→ **Written task**
Rewrite the rows from the one containing "Labeling round 2. The target category is backpack." through the end of the rows, changing "curly dark hair" to "wavy dark hair" and leaving everything else as it is. Give back only those rows.

======== Material to process

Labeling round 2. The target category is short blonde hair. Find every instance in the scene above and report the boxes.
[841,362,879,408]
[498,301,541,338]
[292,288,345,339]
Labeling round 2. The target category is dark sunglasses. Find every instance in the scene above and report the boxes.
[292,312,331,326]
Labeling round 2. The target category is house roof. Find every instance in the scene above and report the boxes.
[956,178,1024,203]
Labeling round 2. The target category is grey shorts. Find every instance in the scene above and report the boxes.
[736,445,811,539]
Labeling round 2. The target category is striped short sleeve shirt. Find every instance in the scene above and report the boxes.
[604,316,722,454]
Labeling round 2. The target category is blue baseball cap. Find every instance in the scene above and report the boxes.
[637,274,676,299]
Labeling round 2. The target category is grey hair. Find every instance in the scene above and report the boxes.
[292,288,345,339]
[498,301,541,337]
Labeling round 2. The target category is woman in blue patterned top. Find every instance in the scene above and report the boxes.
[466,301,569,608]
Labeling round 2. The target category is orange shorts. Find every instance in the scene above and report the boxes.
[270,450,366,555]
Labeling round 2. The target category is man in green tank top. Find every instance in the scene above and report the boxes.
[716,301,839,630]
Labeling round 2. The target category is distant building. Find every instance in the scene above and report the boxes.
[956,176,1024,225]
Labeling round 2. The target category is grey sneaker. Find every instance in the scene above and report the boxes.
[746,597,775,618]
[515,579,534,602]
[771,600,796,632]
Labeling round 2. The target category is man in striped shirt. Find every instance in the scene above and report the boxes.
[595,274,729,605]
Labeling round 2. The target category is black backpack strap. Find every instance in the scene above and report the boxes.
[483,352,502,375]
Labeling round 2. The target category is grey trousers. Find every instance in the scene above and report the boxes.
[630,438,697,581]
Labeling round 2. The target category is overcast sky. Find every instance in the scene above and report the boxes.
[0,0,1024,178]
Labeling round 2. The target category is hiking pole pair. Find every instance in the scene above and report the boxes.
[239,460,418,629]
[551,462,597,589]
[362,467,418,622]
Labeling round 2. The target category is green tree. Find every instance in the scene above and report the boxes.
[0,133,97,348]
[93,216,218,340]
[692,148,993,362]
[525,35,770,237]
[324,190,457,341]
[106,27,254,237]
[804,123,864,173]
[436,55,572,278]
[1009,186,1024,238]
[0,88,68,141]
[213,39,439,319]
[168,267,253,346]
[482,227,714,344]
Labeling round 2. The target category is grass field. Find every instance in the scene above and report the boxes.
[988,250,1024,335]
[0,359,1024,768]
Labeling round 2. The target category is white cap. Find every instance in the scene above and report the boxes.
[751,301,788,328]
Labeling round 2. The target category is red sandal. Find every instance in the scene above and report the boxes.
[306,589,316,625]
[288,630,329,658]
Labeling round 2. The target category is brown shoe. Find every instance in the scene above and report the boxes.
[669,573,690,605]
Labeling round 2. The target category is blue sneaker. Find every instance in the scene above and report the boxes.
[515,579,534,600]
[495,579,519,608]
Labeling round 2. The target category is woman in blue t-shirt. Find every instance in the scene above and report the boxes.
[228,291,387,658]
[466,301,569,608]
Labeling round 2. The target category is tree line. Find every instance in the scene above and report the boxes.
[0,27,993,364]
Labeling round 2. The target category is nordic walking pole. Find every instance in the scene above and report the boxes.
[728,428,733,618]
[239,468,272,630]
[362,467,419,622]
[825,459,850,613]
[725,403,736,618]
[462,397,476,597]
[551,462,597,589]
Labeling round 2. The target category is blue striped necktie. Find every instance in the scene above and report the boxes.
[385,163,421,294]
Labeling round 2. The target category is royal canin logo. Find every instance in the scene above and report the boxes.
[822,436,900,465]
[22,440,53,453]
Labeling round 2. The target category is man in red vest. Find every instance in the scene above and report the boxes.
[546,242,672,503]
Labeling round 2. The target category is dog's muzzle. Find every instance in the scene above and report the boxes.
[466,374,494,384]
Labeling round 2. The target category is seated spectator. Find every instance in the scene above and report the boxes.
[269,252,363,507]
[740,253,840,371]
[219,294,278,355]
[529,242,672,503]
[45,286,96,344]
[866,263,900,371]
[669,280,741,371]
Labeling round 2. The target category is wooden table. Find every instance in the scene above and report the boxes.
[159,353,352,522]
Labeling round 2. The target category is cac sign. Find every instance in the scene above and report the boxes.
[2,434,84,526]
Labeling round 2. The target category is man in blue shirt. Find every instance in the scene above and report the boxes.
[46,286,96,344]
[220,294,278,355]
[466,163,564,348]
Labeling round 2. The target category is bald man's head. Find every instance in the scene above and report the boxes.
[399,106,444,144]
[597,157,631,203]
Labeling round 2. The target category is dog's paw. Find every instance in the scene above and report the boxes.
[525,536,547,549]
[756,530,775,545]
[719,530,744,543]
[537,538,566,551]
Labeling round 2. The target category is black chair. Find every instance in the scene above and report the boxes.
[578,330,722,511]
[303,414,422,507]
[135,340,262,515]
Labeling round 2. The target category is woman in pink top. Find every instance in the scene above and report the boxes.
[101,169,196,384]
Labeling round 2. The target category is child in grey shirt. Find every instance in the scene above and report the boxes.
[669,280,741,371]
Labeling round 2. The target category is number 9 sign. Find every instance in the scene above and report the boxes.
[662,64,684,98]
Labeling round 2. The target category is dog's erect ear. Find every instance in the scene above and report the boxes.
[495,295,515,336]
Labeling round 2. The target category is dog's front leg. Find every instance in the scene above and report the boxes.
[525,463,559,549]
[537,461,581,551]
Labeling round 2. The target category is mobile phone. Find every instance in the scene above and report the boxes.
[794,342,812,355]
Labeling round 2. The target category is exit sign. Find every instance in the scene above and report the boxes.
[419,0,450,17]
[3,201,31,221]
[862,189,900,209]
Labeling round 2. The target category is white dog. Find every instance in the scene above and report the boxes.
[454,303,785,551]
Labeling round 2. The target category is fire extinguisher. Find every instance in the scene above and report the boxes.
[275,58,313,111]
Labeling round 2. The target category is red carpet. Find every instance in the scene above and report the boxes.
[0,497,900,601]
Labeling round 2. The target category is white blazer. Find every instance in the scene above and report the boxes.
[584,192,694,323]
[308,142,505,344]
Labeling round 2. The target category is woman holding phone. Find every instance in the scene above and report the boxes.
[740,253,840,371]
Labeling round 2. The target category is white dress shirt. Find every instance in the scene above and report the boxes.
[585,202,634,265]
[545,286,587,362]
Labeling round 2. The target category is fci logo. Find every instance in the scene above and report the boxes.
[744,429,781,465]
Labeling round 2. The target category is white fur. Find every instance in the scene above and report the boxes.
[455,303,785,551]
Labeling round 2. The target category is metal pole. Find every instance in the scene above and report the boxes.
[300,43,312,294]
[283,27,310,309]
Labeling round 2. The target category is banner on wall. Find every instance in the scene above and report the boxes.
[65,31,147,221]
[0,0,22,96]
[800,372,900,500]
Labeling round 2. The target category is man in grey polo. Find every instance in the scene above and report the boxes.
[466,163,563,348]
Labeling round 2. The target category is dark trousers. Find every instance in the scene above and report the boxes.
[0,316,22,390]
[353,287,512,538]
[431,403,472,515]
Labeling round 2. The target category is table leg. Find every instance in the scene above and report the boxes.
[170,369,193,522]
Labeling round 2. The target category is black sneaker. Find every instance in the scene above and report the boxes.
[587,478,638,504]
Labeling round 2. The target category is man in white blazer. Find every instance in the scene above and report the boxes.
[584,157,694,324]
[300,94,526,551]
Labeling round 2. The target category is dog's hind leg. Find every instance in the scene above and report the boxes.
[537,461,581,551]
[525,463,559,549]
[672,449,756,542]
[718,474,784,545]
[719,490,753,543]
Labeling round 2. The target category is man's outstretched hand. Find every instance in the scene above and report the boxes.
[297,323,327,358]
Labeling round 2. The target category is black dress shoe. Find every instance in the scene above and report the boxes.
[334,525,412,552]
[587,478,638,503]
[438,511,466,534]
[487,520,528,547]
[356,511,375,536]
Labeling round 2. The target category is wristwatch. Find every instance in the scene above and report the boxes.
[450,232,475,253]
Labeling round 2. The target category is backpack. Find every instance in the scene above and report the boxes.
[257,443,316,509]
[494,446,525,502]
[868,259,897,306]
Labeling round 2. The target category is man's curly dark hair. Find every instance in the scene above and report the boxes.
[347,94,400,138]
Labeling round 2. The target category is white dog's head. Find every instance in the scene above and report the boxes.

================

→ **Full output**
Labeling round 2. The target category is backpack. Find every instance in the scene above and report the boxes.
[257,443,316,509]
[494,446,525,502]
[868,259,897,306]
Labeling round 2. The target category is man's wavy dark hair. Find every instance in the scene above and report the boxes.
[347,94,400,138]
Labeling round 2. The target category is white dog's head. Find every instance in the scene above and report the boxes.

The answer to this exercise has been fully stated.